Position annotation records:

-=-=-

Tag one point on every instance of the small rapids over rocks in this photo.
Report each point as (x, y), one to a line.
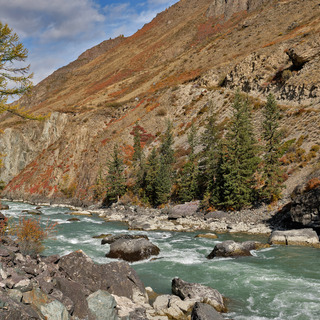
(280, 282)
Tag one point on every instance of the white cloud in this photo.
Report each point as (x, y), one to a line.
(56, 32)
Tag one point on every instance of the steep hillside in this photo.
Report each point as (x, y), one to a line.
(195, 52)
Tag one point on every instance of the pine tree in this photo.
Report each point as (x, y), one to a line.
(165, 172)
(188, 182)
(211, 142)
(238, 159)
(272, 172)
(137, 149)
(150, 178)
(115, 178)
(11, 52)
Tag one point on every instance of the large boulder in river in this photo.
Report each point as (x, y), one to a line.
(112, 238)
(300, 237)
(198, 292)
(116, 277)
(231, 248)
(183, 210)
(132, 249)
(305, 209)
(203, 311)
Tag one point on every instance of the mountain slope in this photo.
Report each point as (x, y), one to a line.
(190, 54)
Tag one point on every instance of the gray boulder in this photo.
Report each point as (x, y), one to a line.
(116, 277)
(198, 292)
(301, 237)
(112, 238)
(12, 309)
(102, 305)
(183, 210)
(231, 248)
(203, 311)
(132, 249)
(305, 209)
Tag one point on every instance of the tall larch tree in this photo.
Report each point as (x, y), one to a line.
(272, 172)
(115, 179)
(165, 172)
(188, 182)
(238, 159)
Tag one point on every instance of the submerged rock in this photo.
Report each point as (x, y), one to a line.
(34, 212)
(112, 238)
(207, 236)
(172, 306)
(203, 311)
(301, 237)
(132, 249)
(102, 305)
(198, 292)
(231, 248)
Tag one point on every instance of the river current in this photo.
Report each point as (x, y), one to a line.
(280, 283)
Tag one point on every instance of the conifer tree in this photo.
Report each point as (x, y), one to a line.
(238, 159)
(137, 149)
(150, 179)
(11, 52)
(165, 172)
(211, 142)
(272, 172)
(115, 178)
(188, 184)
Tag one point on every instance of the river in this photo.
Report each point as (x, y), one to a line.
(276, 283)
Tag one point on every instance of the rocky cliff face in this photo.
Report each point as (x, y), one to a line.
(229, 7)
(194, 54)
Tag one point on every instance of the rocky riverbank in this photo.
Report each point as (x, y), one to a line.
(187, 218)
(73, 287)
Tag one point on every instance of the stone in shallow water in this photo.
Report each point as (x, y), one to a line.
(198, 292)
(102, 304)
(302, 237)
(231, 248)
(132, 249)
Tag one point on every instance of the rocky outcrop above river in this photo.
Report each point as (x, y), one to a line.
(231, 248)
(73, 287)
(132, 249)
(187, 217)
(305, 209)
(301, 237)
(198, 292)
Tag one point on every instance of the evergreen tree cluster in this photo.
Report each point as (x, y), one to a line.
(231, 171)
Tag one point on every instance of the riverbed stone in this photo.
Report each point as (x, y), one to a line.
(132, 249)
(207, 236)
(198, 292)
(203, 311)
(116, 277)
(231, 248)
(54, 310)
(301, 237)
(172, 306)
(102, 305)
(112, 238)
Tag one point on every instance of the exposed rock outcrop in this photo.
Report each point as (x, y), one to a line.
(231, 248)
(302, 237)
(203, 311)
(305, 209)
(228, 7)
(132, 249)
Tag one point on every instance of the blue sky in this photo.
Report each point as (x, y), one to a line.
(56, 32)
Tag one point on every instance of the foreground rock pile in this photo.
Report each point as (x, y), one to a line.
(74, 287)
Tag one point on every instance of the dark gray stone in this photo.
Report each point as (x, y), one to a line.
(199, 292)
(132, 249)
(203, 311)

-=-=-

## Directive
Copy out all of the lines above word for word, with no changes, but leave out the pictures.

## Result of the task
Tag one point on every instance of the small rapids over rocks in this photo.
Report each point as (x, y), one to a line.
(280, 282)
Tag one point on every instance of the white cloud in this photo.
Report each point as (x, y), one to a line.
(56, 32)
Tag one point on every instance of the steep hillside in this photo.
Report each point as (x, y), one to a line.
(195, 52)
Tag one point on every instance of the pine tree in this photo.
Report each point as (x, y), one to a line.
(165, 172)
(188, 182)
(211, 142)
(238, 159)
(272, 172)
(137, 149)
(150, 178)
(115, 178)
(11, 52)
Tag one point on every instance of the large boulder in river in this photo.
Report each point as (x, y), one to a line.
(112, 238)
(300, 237)
(198, 292)
(116, 277)
(231, 248)
(183, 210)
(132, 249)
(305, 209)
(203, 311)
Tag one point on every instance of the mountain slope in this photo.
Report each point as (x, y), one to a line.
(190, 54)
Tag one point on every instance of the gray boulder in this photo.
Report each point as (x, y), one to a line.
(116, 277)
(198, 292)
(301, 237)
(112, 238)
(12, 309)
(102, 305)
(183, 210)
(231, 248)
(203, 311)
(132, 249)
(305, 209)
Tag one point on every instance of the tall larch tree in this photo.
Report each point as (x, y), one to a line.
(272, 172)
(115, 179)
(165, 172)
(188, 182)
(238, 159)
Tag one point on every instance of the submerged rock in this photo.
Report each point as (x, y), one to a line.
(34, 212)
(112, 238)
(207, 236)
(172, 306)
(203, 311)
(301, 237)
(132, 249)
(102, 305)
(198, 292)
(231, 248)
Tag one point on every instance of the river current in this photo.
Report each point as (x, y), one to a line.
(280, 283)
Tag one point on every instance of the conifer tree in this photo.
Report each point as (x, y), one to a line.
(238, 159)
(137, 149)
(150, 179)
(11, 52)
(165, 172)
(211, 142)
(272, 172)
(115, 178)
(188, 184)
Tag one point on every instance of the river in this photo.
Report each point as (x, y), one to a line.
(276, 283)
Tag one point on every instance of the rocky cliff face in this photo.
Report each point as (x, y), one to a line.
(229, 7)
(194, 54)
Tag one point on every instance of the rocky riverbank in this photo.
Report each point as (x, y), one to a line.
(187, 218)
(73, 287)
Tag one point on every instance of the stone in shallow water in this photo.
Report each point as (x, y), one to a line.
(198, 292)
(102, 304)
(302, 237)
(231, 248)
(132, 249)
Tag one point on every instance of the rocky outcrop above river in this photo.
Report each point as (x, y), one to a line.
(231, 248)
(73, 287)
(132, 249)
(187, 217)
(305, 209)
(301, 237)
(198, 292)
Tag one point on every instance of the evergreen tree cluster in this photo.
Report each point as (x, y), one to a line.
(231, 171)
Tag one point on every instance of the riverbed stone in this photo.
Report each point as (x, y), one to a line.
(132, 249)
(207, 236)
(198, 292)
(203, 311)
(116, 277)
(231, 248)
(54, 310)
(301, 237)
(172, 306)
(102, 305)
(112, 238)
Tag one point on every instance of the exposed rock outcrop in this photo.
Report each point as (x, y), one to a line.
(231, 248)
(302, 237)
(203, 311)
(305, 209)
(228, 7)
(132, 249)
Tag one point on every instance of the blue sky in this photo.
Report each point as (x, y), one to a line.
(56, 32)
Tag one point on every instance of the foreground rock pile in this photo.
Report each point as (x, y), one to a line.
(74, 287)
Tag one point on every instance of the dark gray stone in this photo.
Report each point as (x, y), one to a line.
(199, 292)
(132, 249)
(203, 311)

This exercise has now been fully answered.